Exercise requirements: Produce a character-for-character copy of the data below.

(Dataset excerpts)
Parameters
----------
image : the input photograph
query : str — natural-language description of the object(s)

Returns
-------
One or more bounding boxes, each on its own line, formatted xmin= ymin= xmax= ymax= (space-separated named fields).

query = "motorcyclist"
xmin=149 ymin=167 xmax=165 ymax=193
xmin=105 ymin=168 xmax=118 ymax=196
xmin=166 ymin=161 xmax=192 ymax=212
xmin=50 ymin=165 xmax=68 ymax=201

Solution below:
Parameters
----------
image : the input photograph
query : str — natural-language description of the object(s)

Returns
-------
One or more bounding boxes, each on its own line, formatted xmin= ymin= xmax= ymax= (space-separated named fields).

query = "motorcyclist"
xmin=149 ymin=167 xmax=165 ymax=193
xmin=105 ymin=168 xmax=118 ymax=196
xmin=166 ymin=161 xmax=192 ymax=212
xmin=50 ymin=165 xmax=68 ymax=201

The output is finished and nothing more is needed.